● Task to carry out
Retype the tail of the data exactly, starting at the line containing "Which spot lies innermost in each instance of the dead" and stopping at the last line.
── Entries
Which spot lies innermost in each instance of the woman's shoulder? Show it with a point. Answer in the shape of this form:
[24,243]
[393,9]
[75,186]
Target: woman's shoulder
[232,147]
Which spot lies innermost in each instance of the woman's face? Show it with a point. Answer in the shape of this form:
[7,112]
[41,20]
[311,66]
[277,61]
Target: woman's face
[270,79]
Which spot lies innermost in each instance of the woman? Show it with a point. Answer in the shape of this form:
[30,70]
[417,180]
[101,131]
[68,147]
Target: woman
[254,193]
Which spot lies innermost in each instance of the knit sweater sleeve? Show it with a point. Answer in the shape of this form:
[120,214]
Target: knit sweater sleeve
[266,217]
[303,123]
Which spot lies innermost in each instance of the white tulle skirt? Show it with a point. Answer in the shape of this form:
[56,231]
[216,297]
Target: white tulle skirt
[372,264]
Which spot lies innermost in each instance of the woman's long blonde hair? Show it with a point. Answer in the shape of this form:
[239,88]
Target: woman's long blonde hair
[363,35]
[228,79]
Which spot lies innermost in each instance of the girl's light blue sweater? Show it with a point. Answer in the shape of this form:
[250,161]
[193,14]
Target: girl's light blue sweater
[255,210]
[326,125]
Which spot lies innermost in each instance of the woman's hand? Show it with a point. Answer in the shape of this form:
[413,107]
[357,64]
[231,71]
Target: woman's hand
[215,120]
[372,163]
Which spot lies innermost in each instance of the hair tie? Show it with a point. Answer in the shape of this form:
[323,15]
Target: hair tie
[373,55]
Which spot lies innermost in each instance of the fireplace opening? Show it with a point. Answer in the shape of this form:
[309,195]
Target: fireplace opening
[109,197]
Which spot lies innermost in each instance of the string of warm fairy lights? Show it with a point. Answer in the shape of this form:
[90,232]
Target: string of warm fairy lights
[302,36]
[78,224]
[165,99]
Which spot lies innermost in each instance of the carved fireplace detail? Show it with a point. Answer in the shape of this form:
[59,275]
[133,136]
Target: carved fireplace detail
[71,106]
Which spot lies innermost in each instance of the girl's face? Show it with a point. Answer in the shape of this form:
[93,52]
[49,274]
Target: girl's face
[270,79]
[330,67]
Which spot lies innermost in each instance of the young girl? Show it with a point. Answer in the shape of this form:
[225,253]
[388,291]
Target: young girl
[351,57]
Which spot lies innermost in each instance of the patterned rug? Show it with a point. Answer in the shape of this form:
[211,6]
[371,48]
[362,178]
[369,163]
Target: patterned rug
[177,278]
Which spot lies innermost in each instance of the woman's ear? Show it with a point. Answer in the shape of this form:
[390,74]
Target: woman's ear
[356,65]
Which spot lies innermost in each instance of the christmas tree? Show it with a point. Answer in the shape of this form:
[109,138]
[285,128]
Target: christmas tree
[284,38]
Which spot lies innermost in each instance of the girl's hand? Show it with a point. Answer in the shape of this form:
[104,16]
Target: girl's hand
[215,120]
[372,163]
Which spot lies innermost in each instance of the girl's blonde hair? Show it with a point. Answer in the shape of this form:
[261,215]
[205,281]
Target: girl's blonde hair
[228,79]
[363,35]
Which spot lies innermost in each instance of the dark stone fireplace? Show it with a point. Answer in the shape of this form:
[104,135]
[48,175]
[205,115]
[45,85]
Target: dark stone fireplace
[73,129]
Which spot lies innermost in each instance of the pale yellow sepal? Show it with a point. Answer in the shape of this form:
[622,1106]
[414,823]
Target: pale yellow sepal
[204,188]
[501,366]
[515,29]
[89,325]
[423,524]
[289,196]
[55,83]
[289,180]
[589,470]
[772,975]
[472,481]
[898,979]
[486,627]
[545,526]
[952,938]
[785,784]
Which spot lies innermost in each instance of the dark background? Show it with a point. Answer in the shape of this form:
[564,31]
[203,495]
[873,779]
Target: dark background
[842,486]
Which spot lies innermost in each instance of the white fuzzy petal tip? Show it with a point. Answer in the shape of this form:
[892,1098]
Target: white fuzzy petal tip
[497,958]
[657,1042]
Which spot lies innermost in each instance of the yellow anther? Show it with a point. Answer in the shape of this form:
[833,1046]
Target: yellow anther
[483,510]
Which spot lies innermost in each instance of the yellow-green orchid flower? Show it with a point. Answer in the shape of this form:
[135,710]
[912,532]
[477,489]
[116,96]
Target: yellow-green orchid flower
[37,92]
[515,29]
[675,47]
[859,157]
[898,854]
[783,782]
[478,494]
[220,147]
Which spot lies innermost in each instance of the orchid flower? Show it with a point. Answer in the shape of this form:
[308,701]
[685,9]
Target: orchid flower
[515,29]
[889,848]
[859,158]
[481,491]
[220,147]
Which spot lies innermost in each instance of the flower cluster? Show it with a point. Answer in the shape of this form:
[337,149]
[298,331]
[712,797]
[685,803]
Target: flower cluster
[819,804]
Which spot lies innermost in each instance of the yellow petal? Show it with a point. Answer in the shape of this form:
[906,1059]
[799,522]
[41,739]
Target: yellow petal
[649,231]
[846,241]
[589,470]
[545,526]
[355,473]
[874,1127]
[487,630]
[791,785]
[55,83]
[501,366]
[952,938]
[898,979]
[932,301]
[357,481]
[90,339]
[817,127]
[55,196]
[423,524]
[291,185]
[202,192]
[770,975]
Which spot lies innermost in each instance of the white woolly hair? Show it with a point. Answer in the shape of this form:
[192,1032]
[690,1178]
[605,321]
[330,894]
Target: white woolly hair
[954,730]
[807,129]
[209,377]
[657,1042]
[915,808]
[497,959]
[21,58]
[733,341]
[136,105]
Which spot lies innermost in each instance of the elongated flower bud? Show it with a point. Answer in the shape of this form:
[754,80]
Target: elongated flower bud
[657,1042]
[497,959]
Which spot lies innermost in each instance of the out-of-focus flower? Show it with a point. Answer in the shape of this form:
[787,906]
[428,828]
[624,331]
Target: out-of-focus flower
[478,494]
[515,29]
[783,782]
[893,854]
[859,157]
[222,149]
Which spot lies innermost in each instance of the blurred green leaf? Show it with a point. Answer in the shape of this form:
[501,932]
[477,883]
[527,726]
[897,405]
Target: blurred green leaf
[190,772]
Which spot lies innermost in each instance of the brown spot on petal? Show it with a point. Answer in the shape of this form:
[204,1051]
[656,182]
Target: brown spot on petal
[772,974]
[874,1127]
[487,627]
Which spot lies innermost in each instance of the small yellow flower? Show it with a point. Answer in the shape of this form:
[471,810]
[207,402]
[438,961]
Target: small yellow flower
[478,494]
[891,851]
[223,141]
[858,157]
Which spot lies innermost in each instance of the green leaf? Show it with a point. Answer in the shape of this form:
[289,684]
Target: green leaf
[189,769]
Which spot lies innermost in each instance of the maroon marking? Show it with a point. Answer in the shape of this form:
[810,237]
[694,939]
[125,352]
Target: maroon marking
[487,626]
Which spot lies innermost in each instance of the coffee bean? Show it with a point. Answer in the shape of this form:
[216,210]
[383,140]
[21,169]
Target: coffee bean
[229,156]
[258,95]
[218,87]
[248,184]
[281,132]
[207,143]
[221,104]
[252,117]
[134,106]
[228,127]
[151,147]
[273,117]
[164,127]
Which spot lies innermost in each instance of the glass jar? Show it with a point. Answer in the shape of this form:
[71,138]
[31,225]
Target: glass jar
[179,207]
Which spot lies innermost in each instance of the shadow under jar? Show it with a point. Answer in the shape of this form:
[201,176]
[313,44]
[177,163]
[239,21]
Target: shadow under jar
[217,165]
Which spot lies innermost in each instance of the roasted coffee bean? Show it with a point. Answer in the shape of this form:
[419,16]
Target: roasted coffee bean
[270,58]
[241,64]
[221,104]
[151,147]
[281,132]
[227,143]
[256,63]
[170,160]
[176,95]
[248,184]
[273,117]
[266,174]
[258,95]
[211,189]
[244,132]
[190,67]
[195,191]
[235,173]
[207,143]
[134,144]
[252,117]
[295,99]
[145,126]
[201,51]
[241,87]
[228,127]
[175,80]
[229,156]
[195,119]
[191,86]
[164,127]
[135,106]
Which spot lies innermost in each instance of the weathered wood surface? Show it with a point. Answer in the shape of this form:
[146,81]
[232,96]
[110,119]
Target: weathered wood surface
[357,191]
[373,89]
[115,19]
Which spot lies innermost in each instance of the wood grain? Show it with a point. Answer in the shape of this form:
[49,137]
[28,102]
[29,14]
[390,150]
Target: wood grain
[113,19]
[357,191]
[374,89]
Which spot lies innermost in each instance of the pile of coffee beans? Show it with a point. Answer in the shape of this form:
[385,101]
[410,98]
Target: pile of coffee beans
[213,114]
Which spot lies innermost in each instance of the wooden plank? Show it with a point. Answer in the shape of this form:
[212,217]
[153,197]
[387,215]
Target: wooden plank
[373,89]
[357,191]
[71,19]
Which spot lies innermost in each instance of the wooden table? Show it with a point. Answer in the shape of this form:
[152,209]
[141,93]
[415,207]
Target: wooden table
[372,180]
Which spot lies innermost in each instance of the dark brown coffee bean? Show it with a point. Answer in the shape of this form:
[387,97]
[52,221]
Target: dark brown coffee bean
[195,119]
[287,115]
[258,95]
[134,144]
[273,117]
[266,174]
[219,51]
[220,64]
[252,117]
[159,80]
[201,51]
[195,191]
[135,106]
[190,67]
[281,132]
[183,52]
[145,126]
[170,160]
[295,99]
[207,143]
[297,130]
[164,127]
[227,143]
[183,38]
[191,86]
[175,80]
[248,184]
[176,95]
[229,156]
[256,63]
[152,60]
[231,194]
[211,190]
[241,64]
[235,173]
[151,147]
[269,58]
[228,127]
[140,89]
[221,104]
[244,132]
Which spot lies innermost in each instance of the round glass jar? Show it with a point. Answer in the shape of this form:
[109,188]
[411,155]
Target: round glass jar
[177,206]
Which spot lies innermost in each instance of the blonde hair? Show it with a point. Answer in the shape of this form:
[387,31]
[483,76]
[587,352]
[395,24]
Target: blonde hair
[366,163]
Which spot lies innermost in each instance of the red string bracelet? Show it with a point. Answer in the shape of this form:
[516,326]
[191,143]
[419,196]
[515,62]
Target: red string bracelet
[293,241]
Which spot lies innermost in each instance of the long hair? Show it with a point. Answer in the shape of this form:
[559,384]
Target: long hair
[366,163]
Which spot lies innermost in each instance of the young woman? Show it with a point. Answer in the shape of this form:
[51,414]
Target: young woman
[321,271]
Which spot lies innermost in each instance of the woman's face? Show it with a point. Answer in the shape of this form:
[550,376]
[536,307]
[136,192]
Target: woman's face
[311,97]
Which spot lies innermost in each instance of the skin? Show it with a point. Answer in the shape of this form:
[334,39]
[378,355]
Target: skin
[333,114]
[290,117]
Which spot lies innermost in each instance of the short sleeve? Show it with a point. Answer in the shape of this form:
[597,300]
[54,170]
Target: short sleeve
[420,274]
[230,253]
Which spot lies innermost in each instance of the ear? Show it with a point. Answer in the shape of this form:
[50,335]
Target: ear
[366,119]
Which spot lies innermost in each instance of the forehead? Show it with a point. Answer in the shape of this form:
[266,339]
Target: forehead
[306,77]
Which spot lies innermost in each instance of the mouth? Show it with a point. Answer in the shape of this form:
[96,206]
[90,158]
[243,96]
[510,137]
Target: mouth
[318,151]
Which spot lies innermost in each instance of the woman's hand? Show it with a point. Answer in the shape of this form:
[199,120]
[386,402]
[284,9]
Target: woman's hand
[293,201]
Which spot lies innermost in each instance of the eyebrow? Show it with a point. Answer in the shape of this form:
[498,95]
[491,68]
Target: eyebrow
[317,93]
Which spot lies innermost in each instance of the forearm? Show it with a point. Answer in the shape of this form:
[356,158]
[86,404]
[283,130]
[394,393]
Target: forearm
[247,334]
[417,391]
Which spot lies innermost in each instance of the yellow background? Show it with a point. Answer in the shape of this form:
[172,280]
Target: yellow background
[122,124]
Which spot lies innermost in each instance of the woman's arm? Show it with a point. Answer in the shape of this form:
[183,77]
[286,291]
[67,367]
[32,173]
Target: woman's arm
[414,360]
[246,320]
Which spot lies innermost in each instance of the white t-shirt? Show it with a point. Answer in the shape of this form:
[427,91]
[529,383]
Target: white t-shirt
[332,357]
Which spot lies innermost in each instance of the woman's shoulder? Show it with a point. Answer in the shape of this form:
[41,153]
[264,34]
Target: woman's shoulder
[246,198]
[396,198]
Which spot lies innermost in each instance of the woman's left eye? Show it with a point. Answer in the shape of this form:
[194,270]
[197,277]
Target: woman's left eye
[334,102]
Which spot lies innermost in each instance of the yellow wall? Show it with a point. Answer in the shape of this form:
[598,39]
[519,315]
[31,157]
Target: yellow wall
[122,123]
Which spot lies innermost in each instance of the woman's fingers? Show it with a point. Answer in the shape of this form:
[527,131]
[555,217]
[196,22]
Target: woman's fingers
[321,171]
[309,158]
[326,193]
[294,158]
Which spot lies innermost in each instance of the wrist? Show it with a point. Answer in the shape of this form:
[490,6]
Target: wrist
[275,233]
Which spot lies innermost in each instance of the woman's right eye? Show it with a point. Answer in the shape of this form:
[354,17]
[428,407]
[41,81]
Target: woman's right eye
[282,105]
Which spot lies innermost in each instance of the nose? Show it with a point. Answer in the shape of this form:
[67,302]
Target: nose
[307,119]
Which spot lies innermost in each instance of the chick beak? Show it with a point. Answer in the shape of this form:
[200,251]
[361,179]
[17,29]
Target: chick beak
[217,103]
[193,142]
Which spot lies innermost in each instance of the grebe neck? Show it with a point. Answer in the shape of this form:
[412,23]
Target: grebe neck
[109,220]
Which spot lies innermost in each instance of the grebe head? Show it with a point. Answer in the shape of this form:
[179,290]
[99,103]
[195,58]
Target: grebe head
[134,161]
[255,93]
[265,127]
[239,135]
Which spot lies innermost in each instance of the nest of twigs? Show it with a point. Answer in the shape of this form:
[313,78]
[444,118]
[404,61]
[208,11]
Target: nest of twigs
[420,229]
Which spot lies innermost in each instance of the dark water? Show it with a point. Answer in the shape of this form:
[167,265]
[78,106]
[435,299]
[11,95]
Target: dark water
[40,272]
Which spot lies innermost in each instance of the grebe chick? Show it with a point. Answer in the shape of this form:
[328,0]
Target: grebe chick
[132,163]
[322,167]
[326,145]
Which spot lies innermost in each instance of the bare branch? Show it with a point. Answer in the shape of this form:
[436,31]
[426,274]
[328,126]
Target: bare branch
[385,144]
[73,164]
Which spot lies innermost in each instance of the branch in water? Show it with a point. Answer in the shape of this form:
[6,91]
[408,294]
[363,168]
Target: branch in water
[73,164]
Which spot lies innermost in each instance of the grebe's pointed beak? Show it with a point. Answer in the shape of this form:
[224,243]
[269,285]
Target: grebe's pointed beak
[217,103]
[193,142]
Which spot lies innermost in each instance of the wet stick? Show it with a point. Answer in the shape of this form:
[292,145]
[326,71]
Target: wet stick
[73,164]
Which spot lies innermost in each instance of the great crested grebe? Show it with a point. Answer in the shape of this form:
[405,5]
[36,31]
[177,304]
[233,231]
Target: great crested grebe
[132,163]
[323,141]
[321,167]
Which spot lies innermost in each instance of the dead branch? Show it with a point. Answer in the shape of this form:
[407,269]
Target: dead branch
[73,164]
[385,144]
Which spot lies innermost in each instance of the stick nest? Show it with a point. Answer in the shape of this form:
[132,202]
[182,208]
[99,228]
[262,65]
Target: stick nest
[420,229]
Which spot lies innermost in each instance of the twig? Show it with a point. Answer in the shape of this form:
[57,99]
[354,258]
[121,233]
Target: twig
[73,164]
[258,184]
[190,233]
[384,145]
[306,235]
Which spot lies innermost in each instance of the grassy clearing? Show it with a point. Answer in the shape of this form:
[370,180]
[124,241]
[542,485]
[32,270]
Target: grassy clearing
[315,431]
────
● Exercise result
Which spot lies innermost in each instance of the dead branch? Show it with a point. Answer in the shape of this form:
[407,269]
Target: dead branch
[73,164]
[385,144]
Which spot lies innermost in each instance of the stick nest? Show it with a point. Answer in the shape of this form:
[132,202]
[182,208]
[99,228]
[262,65]
Target: stick nest
[420,229]
Which spot lies innermost in each instance of the twig? Show it with a point. Answer in the shape of this form:
[57,99]
[354,258]
[121,233]
Target: twig
[73,164]
[258,184]
[190,233]
[384,145]
[306,235]
Which spot lies innermost in each instance of the grassy clearing? Show it with a point. Answer in the shape of this form:
[370,180]
[124,241]
[542,485]
[32,270]
Target: grassy clearing
[315,431]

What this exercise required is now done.